• [Task description]
Translate this sentence from the text on the Ashanti King's holiday home into Spanish: "The funny thing is that this time, like all the others, I am not numb enough."

Ghana Chief Calls for End to Poverty - Buys $4.7m Holiday Mansion

By Holli
As we made our way to work this morning, through the streets of Accra, traffic lights out, dodging potholes and veering past the maimed and legless beggars, the BBC radio featured a story about Ghana’s Ashanti King, the Asantehene, Otumfuo Osei Tutu II.
Specifically, that the regional king, once a council worker in the UK, now on his throne in Kumasi, has just bought a GBP3million (USD $4.723m) holiday home on 22 acres in England.

By this stage I should just laugh. I have been in Africa long enough to see that the old adage “absolute power corrupts absolutely” is alive and well. I have witnessed unfathomable poverty and watched while African leaders fill Swiss bank accounts with billions and buy fleets of private jets.
The funny thing is that this time, like all the others, I am not numb enough. I still think it is pathetic and disgusting. I haven’t learned.
In October, VSO (a UK voluntary agency that works in Ghana) touted a story about the Asantehene and how he was dedicated to reducing poverty.
About how he was determined to tackle the endemic problem in his region and across the country as a whole.

• [Dataset extract]
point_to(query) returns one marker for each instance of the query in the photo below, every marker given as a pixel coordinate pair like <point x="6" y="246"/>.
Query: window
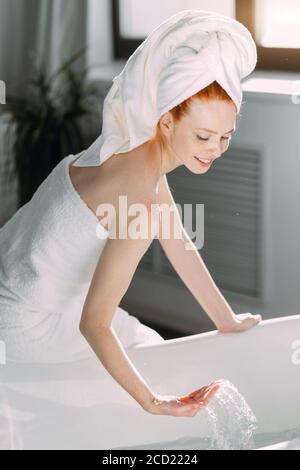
<point x="275" y="26"/>
<point x="278" y="23"/>
<point x="130" y="31"/>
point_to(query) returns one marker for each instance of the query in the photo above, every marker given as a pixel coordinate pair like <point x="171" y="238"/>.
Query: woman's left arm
<point x="189" y="265"/>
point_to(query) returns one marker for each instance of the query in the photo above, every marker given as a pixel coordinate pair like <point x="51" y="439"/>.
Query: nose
<point x="216" y="152"/>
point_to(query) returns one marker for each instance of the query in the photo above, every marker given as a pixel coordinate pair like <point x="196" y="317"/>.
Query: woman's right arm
<point x="111" y="279"/>
<point x="113" y="274"/>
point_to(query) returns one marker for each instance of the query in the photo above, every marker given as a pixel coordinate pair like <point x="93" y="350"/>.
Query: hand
<point x="187" y="405"/>
<point x="242" y="322"/>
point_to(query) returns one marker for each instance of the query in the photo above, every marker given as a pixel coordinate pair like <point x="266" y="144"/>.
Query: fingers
<point x="200" y="394"/>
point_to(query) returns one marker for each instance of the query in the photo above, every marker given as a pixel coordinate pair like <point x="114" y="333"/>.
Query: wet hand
<point x="187" y="405"/>
<point x="242" y="322"/>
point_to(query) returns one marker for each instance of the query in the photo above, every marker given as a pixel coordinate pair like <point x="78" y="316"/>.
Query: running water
<point x="231" y="420"/>
<point x="228" y="419"/>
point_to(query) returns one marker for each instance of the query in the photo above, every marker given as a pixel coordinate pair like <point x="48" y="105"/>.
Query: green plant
<point x="47" y="124"/>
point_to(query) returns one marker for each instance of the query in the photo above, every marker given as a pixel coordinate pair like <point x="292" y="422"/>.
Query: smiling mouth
<point x="204" y="161"/>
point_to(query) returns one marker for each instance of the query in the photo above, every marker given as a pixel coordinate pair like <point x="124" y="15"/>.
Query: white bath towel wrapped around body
<point x="48" y="253"/>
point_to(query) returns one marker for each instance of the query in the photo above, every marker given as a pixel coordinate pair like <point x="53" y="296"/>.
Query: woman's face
<point x="203" y="134"/>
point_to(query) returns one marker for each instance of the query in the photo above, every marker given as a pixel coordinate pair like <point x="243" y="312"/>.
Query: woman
<point x="65" y="268"/>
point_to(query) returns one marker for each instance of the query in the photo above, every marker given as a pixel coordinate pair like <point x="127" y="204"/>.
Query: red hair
<point x="214" y="91"/>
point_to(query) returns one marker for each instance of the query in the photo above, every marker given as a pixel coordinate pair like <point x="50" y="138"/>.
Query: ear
<point x="167" y="123"/>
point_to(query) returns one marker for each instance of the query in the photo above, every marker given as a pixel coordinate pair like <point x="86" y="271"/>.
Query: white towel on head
<point x="183" y="55"/>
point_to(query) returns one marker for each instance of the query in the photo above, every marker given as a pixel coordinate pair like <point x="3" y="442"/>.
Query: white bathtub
<point x="79" y="405"/>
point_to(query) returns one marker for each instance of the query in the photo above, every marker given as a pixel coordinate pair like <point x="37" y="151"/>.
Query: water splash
<point x="230" y="419"/>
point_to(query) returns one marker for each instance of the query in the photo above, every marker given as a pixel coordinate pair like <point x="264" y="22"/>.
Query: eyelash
<point x="200" y="138"/>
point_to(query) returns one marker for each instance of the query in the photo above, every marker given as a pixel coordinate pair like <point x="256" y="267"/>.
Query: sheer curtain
<point x="61" y="32"/>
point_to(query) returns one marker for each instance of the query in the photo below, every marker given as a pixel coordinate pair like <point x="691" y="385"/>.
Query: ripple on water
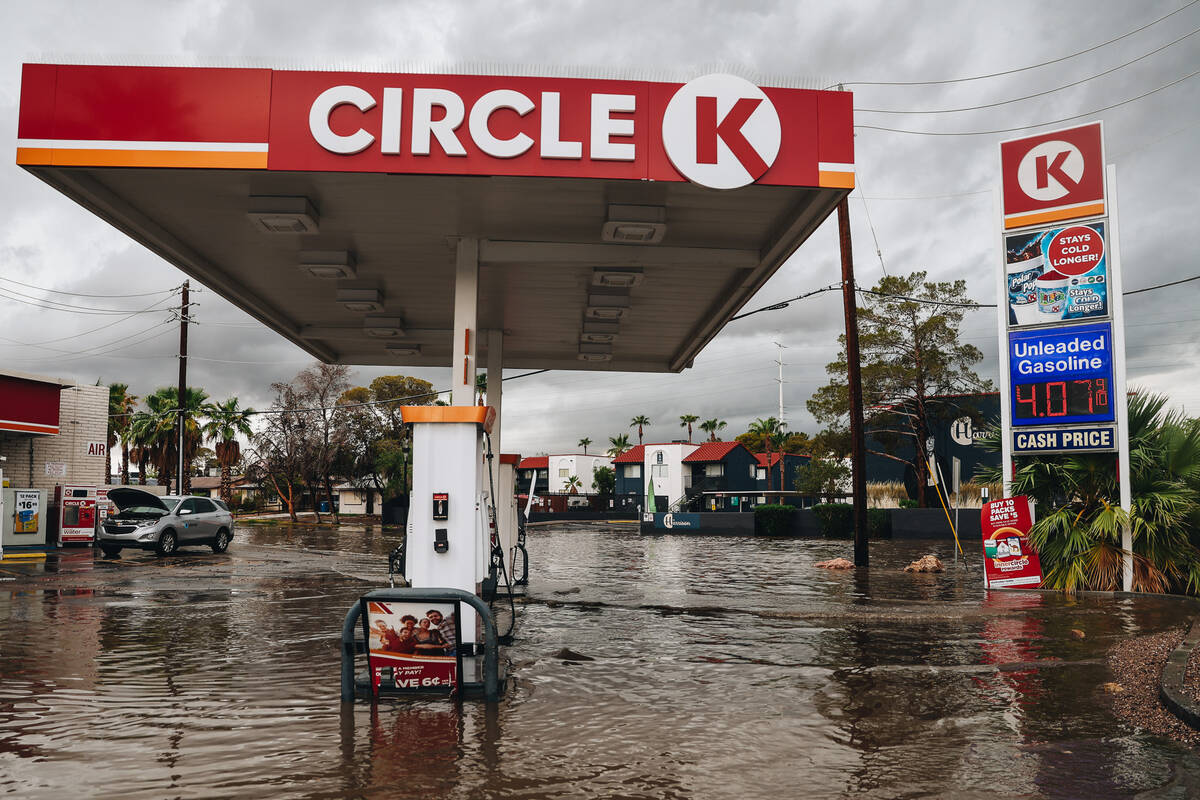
<point x="720" y="666"/>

• [The completed task]
Lo curioso es que esta vez, como todas las demás, no estoy lo bastante insensible.